━━━ Extracted text ━━━
The MMR (measles, mumps, rubella) vaccination may cause autism and Crohn's disease, five studies to be published later this year will reveal

The MMR (measles, mumps, rubella) vaccination may cause autism and Crohn's disease, five studies to be published later this year will reveal.

The UK government is launching an immediate inquiry into the safety of the vaccine, which is currently given to nine out of 10 children. Eight million British schoolchildren were given the vaccine three years ago as a safeguard against a supposed measles epidemic.

The author of one of the five studies is Dr Andrew Wakefield of the Royal Free Hospital in North London, who believes the interaction of the various components of the vaccine could be responsible for causing autism and Crohn's.

He said the results, based on research from the UK and other countries, "clearly confirm our suspicions and take them further", he told the medical magazine Pulse.

Dr Wakefield said the number of children developing Crohn's disease had escalated dramatically since the 1960s when the measles vaccination was introduced in the UK. Doctors are sending him up to six cases a week of children with Crohn's or with autistic disturbances believed to be brought on by the MMR vaccine.

He suspects the vaccination could also be responsible for inflammatory bowel disease, although there is not enough evidence yet to confirm this.

Chickenpox and measles are more likely to be serious illnesses in adults than in children. A recent outbreak of measles in Greece resulted in 79 adults being admitted to hospital. Seventy six of those who contracted measles had been immunized with monovalent vaccine, which had been the standard preventative before the new generation of the MMR vaccine was introduced (BMJ 1997; 315: 262).

The Hib vaccine protects against Haemophilus influenzae type b, but doctors forget there are two other types of meningitis type d and f which are equally deadly.

The vaccines may open the door for other serotypes to emerge as new threats, two doctors at the Malmo University Hospital in Sweden have warned (Lancet, 1997; 350: 222).
━━━
# Problems and tasks:
1 - Reproduce the part of the article on the MMR vaccine that opens with the words containing "Dr Wakefield said" and closes with "1997; 315: 262).".
2 - Answer these questions using the article on the MMR vaccine:
(a) How many British schoolchildren were given the vaccine three years ago?
(b) At which hospital does Dr Andrew Wakefield work?
(c) How many adults were admitted to hospital during the recent measles outbreak in Greece?
3 - Condense the paragraph of the article on the MMR vaccine beginning "Dr Wakefield said the number of children" into a shorter version that keeps its main facts.
The data after the article on the MMR vaccine come from a separate source.
━━━ Records provided ━━━
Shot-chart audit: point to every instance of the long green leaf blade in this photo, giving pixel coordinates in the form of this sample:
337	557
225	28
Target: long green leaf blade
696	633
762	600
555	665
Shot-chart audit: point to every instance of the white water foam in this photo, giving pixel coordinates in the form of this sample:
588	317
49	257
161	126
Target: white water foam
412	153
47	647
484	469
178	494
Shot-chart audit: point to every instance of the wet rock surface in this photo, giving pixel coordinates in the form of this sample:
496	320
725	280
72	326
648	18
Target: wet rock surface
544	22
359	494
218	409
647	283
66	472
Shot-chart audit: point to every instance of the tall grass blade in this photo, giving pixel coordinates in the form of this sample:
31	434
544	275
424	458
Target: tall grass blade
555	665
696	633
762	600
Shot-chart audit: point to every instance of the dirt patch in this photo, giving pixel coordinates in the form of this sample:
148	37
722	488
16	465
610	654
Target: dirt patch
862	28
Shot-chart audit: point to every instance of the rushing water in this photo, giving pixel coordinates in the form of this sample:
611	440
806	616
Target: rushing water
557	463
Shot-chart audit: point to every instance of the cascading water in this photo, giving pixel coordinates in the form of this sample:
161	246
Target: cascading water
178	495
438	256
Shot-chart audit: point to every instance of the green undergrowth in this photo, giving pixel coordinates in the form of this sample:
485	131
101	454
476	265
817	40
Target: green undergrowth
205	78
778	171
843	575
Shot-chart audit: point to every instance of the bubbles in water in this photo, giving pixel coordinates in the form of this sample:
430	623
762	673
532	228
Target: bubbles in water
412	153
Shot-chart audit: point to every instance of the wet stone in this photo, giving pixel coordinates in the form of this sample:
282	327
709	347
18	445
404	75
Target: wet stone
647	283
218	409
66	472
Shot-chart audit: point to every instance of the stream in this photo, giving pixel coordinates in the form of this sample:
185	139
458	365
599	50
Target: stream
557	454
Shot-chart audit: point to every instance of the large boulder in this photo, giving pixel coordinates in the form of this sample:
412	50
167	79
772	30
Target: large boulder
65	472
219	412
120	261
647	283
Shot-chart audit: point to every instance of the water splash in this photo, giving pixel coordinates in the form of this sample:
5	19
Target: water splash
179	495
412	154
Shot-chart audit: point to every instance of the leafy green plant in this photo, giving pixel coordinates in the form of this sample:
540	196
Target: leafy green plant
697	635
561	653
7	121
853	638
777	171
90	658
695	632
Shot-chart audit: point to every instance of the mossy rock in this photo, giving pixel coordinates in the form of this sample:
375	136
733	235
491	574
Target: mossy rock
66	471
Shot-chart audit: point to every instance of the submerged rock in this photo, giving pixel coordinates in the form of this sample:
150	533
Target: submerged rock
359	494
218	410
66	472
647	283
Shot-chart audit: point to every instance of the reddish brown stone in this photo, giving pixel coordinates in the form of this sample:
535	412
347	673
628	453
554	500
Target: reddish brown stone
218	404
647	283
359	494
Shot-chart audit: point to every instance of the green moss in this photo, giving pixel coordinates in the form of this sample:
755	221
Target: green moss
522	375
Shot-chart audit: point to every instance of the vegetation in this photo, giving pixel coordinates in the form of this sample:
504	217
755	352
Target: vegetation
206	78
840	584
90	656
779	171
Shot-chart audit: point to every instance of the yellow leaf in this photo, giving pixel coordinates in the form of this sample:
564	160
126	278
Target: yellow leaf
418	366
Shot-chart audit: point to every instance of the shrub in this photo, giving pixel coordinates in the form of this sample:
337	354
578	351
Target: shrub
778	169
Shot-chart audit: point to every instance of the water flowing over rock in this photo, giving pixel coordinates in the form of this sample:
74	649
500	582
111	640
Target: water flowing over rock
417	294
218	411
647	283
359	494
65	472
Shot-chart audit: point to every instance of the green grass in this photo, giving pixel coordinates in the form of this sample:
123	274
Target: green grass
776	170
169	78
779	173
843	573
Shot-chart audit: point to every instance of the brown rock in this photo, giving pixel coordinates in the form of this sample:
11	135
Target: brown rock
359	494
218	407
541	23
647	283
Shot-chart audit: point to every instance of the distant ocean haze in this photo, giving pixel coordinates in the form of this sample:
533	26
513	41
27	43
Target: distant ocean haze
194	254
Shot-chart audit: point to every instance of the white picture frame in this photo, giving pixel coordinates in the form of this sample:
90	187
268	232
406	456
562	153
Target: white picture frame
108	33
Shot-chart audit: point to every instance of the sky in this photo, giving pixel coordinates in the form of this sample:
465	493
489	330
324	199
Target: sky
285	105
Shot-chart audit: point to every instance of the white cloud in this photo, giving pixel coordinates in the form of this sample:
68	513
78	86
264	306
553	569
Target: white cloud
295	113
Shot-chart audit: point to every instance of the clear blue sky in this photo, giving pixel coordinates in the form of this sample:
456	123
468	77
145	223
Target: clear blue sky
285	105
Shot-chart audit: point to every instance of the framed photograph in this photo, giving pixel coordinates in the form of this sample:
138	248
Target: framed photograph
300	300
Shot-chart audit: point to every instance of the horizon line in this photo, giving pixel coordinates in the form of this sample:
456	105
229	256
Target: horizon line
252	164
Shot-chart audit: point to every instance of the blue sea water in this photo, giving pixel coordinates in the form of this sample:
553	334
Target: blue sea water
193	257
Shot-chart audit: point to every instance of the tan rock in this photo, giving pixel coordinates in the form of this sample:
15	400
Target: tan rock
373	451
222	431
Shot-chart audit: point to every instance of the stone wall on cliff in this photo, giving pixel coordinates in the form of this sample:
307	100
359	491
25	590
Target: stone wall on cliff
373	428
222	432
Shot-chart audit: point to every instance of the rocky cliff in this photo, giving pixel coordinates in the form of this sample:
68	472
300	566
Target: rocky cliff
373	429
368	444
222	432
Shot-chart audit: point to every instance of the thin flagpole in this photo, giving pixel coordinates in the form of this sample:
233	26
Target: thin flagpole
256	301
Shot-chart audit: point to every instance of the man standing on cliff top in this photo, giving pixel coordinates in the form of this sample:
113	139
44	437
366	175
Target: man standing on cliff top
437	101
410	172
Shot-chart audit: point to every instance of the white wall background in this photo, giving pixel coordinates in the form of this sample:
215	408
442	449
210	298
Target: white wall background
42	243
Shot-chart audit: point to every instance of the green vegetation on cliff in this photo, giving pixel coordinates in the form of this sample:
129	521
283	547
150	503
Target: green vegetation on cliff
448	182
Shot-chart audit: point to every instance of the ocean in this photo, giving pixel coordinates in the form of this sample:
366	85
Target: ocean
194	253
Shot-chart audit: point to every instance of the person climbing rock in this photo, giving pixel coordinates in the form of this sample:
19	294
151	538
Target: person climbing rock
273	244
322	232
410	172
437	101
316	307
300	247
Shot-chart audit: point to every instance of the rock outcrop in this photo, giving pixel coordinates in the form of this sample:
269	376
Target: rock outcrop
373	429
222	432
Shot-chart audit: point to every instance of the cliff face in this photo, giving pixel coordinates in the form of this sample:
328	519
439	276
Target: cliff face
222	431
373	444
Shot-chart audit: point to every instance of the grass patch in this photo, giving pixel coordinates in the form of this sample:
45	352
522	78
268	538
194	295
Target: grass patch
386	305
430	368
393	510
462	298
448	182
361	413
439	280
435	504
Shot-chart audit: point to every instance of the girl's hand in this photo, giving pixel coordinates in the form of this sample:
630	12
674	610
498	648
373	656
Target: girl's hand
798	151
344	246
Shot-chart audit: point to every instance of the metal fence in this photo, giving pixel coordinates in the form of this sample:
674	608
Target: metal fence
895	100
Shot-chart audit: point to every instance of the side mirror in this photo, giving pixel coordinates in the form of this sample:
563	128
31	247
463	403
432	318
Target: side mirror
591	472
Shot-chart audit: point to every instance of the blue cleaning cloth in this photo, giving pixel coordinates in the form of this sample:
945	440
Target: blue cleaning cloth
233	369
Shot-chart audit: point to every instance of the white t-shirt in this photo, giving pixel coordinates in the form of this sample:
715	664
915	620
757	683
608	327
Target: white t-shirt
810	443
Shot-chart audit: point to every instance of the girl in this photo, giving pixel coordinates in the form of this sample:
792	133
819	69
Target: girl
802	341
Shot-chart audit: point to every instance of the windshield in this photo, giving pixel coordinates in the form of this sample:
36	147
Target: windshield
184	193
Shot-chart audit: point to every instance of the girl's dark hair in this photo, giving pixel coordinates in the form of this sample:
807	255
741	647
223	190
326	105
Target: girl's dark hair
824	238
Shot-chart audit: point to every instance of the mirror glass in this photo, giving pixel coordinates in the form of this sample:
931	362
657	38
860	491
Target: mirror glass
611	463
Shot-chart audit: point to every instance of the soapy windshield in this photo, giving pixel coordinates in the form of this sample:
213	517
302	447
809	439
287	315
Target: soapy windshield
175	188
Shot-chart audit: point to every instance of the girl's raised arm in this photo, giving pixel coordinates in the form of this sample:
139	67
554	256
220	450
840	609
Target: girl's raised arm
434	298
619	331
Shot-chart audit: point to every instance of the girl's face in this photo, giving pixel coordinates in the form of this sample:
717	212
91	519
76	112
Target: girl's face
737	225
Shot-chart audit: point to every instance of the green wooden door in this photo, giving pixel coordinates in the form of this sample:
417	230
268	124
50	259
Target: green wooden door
━━━
# Solved problems:
1 -
Dr Wakefield said the number of children developing Crohn's disease had escalated dramatically since the 1960s when the measles vaccination was introduced in the UK. Doctors are sending him up to six cases a week of children with Crohn's or with autistic disturbances believed to be brought on by the MMR vaccine.

He suspects the vaccination could also be responsible for inflammatory bowel disease, although there is not enough evidence yet to confirm this.

Chickenpox and measles are more likely to be serious illnesses in adults than in children. A recent outbreak of measles in Greece resulted in 79 adults being admitted to hospital. Seventy six of those who contracted measles had been immunized with monovalent vaccine, which had been the standard preventative before the new generation of the MMR vaccine was introduced (BMJ 1997; 315: 262).

2 -
(a) Eight million.
(b) The Royal Free Hospital in North London.
(c) 79.

3 - Dr Wakefield said Crohn's disease in children had risen dramatically since the UK introduced measles vaccination in the 1960s. Doctors send him up to six cases a week of children with Crohn's or autistic disturbances believed to be caused by the MMR vaccine.